> _Exercise_
Copy the listing below verbatim, leaving out the pictures.

:: Records for this task

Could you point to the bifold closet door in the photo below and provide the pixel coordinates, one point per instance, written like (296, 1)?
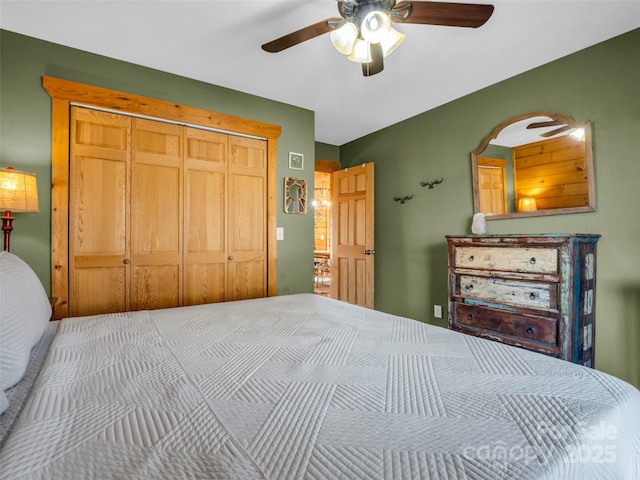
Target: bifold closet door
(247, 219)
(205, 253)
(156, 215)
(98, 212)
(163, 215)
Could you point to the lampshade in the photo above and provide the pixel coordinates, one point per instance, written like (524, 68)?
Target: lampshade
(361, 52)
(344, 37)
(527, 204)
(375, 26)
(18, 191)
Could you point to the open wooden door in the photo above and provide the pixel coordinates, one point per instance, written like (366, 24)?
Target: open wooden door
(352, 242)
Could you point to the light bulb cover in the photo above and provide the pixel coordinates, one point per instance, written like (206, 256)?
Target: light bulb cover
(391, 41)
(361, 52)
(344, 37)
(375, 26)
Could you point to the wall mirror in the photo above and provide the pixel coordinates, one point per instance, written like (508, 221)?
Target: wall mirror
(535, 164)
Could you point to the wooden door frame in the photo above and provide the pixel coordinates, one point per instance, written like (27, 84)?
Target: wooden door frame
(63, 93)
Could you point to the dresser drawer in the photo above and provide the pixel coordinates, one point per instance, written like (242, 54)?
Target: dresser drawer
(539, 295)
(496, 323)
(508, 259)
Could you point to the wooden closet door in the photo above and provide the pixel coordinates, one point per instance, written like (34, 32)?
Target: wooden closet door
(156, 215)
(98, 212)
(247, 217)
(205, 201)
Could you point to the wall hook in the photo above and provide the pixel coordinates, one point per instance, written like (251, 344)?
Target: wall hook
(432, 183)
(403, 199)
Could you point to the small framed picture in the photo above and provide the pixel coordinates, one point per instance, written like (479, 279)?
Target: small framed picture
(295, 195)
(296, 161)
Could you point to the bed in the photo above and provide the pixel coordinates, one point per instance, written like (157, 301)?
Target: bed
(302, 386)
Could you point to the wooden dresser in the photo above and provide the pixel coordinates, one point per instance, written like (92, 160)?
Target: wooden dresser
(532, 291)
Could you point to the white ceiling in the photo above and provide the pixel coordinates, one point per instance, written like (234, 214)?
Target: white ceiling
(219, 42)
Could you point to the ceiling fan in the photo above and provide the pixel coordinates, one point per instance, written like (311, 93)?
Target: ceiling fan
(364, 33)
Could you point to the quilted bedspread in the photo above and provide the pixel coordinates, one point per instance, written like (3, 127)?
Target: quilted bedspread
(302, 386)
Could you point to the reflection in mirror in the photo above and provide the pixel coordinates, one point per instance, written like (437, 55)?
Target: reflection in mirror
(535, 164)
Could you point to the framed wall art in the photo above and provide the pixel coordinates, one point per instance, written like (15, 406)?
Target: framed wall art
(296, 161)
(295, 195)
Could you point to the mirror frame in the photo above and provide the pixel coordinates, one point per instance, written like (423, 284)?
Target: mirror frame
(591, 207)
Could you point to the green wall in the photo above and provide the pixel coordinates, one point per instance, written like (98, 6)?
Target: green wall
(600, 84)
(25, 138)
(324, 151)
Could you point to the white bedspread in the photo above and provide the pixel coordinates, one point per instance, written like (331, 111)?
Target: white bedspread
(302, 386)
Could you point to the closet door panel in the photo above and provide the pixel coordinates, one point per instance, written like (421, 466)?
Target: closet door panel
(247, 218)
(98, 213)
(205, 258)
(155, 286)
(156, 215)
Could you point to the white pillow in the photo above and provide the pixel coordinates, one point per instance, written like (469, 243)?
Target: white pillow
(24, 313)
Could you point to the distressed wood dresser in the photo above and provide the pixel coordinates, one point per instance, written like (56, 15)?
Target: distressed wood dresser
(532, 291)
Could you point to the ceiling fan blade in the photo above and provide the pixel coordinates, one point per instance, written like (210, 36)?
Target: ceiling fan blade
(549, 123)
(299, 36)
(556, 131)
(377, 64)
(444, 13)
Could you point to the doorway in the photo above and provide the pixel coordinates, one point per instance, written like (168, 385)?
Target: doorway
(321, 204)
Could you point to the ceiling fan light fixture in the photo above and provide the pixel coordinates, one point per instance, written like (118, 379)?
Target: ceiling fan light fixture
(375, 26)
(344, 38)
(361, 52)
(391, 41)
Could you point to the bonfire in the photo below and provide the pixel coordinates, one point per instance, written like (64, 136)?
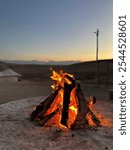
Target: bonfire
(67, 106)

::::

> _Result_
Could you point to the bifold closet door in the photo below and provide the pixel coordinates, one point per instance, written like (296, 1)?
Target: bifold closet door
(247, 219)
(205, 253)
(156, 215)
(98, 212)
(163, 215)
Could you point to the lampshade in the photo above and provide the pixel coordinates, one point per instance, written like (524, 68)?
Target: lampshade
(361, 52)
(344, 37)
(527, 204)
(375, 26)
(18, 191)
Could you point to the open wooden door in the photo above and provide the pixel coordinates, one point per instance, written like (366, 24)?
Target: open wooden door
(352, 242)
Could you point to the light bulb cover in the photo above and provide the pixel coordinates, one point per instance, written like (206, 256)?
Target: light bulb cover
(391, 41)
(361, 52)
(344, 37)
(375, 26)
Could you point to the wall mirror in the photo above and provide the pixel coordinates, one point per instance, written like (508, 221)?
Target: wall mirror
(535, 164)
Could you point to the wooden door frame in the photo above and provide the pixel coordinates, one point per instance, written like (27, 84)?
Target: wooden door frame
(63, 93)
Could you point to the dresser drawer in the photo above and provide the pixel coordinates, one point per instance, written like (242, 54)?
Target: dresser drawer
(539, 295)
(496, 323)
(508, 259)
Could you point to the wooden closet door in the photo above and provide the pixel coordinates, one point per instance, written like (34, 32)?
Target: wooden closet door
(156, 215)
(98, 212)
(247, 217)
(205, 201)
Could you point to the wall hook in the photo above and provide the pixel coordinates, one point per instance, written like (251, 344)?
Target: wall hook
(432, 183)
(403, 199)
Could you point to the small framed picture in the photo above and provide the pixel coordinates, one point per instance, written like (479, 279)?
Target: small framed picture
(295, 195)
(296, 161)
Could you point to the bed in the photo above and provide the pixel coordinates, one point per instance, written like (157, 301)?
Target: bed
(302, 386)
Could you point to the wooden dresser in the photo above and provide the pixel coordinates, one point per instance, written like (92, 160)?
Target: wooden dresser
(532, 291)
Could you point to the white ceiling in the photo above and provide the pixel coordinates, one point per instance, written like (234, 214)?
Target: white ceiling
(219, 42)
Could you point to the ceiling fan in the photo above and provide the pixel coordinates, one point per instance, written like (311, 93)?
Target: ceiling fan
(364, 33)
Could you point to the quilted bedspread in the photo above and provide the pixel coordinates, one point per instance, written like (3, 127)?
Target: quilted bedspread
(302, 386)
Could you point to the reflection in mirror in the photo above and provide the pixel coordinates, one point per instance, written like (437, 55)?
Target: reflection in mirror
(535, 164)
Could you point to the framed wall art in the photo above and provide the pixel coordinates, one point per instance, written like (15, 406)?
Target: framed wall art
(296, 161)
(295, 195)
Could you point to the mirror frame in the photo above and provide the pixel coordinates, one point per instance, written like (423, 284)?
Target: mirror frame
(591, 207)
Could you point to the green wall in the photo above and provide the pixel coordinates, one point per instance, written like (98, 6)?
Target: green wall
(600, 84)
(25, 138)
(324, 151)
Could you point to the white bedspread in the photo above and provide the pixel coordinates, one point per instance, written like (331, 111)?
Target: white bedspread
(302, 386)
Could you point to the closet door panel in the photo above and provide the pixel coordinates, one point per instance, written like (421, 466)?
Target: closet door panel
(247, 218)
(98, 213)
(205, 258)
(155, 286)
(156, 215)
Could you point to the white pillow in the photo above and provide the pixel coordinates, one point per instance, written like (469, 243)?
Target: white pillow
(24, 313)
Could you point to the distressed wood dresser in the photo above and provide the pixel coordinates, one point per instance, written like (56, 15)?
Target: distressed wood dresser
(532, 291)
Could you point to the ceiling fan blade in the photo above and provide the pixel coordinates, one point per instance, written like (210, 36)?
Target: ceiling fan blade
(549, 123)
(299, 36)
(556, 131)
(377, 64)
(444, 13)
Could you point to the doorway in the photo above and provide the pixel coordinates, one point per instance, written like (168, 385)?
Target: doorway
(321, 204)
Could you point to the ceiling fan light fixture in the photo above and provide the pixel coordinates, one point per instance, written like (118, 379)?
Target: ceiling fan light fixture
(375, 26)
(344, 38)
(361, 52)
(391, 41)
Could you point to the bonfire in the photo below and provide the pixel coordinates, one point per instance, written like (64, 136)?
Target: bonfire
(67, 106)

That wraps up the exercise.